State how many lines of the material below contain the word "query", giving only the number.

(Coordinate annotation records)

— BEGIN —

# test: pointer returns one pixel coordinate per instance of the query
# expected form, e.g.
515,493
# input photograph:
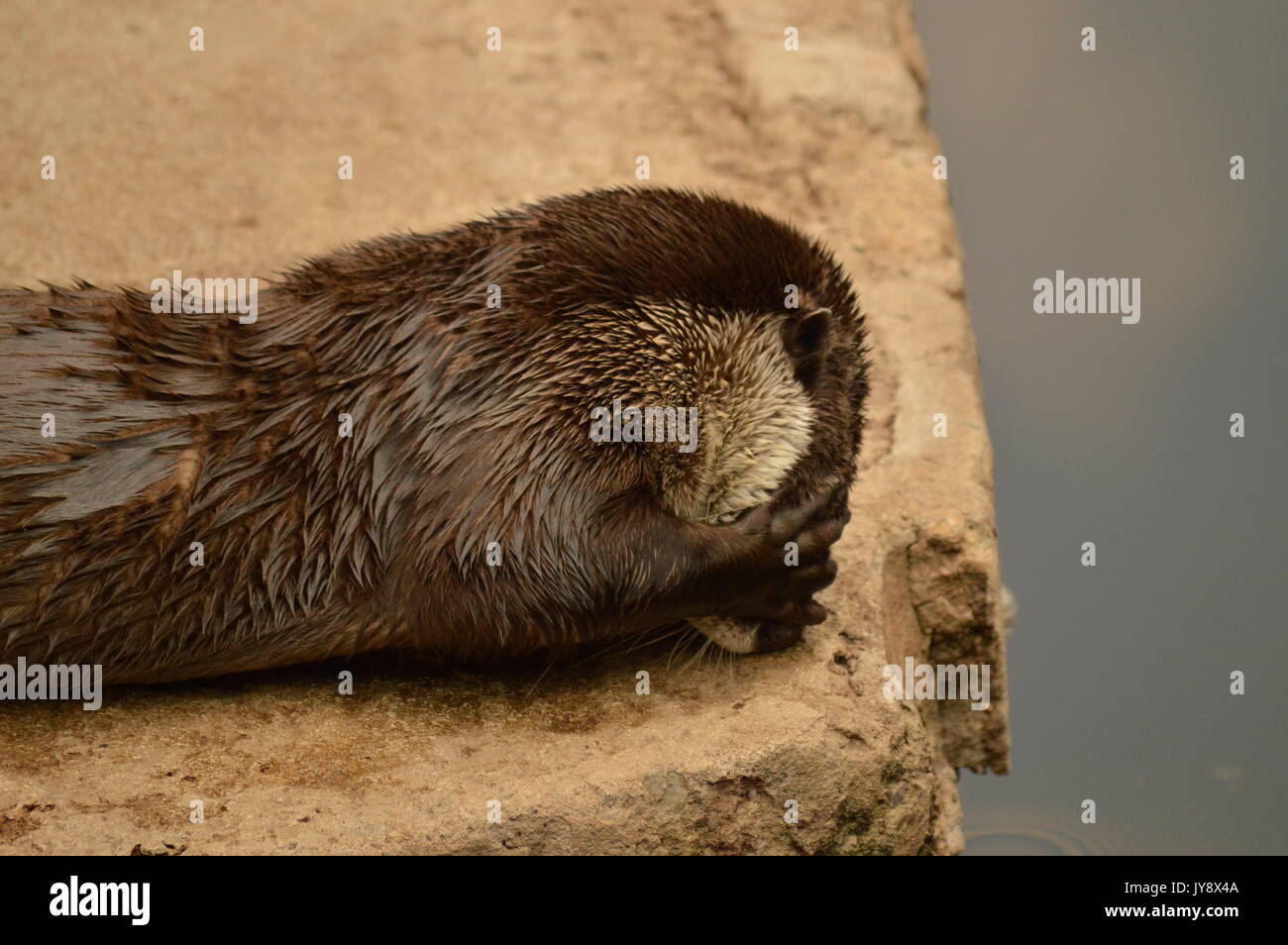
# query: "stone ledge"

— END —
— BEGIN —

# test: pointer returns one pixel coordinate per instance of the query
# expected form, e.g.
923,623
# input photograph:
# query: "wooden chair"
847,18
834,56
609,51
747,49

— END —

[Worked answer]:
4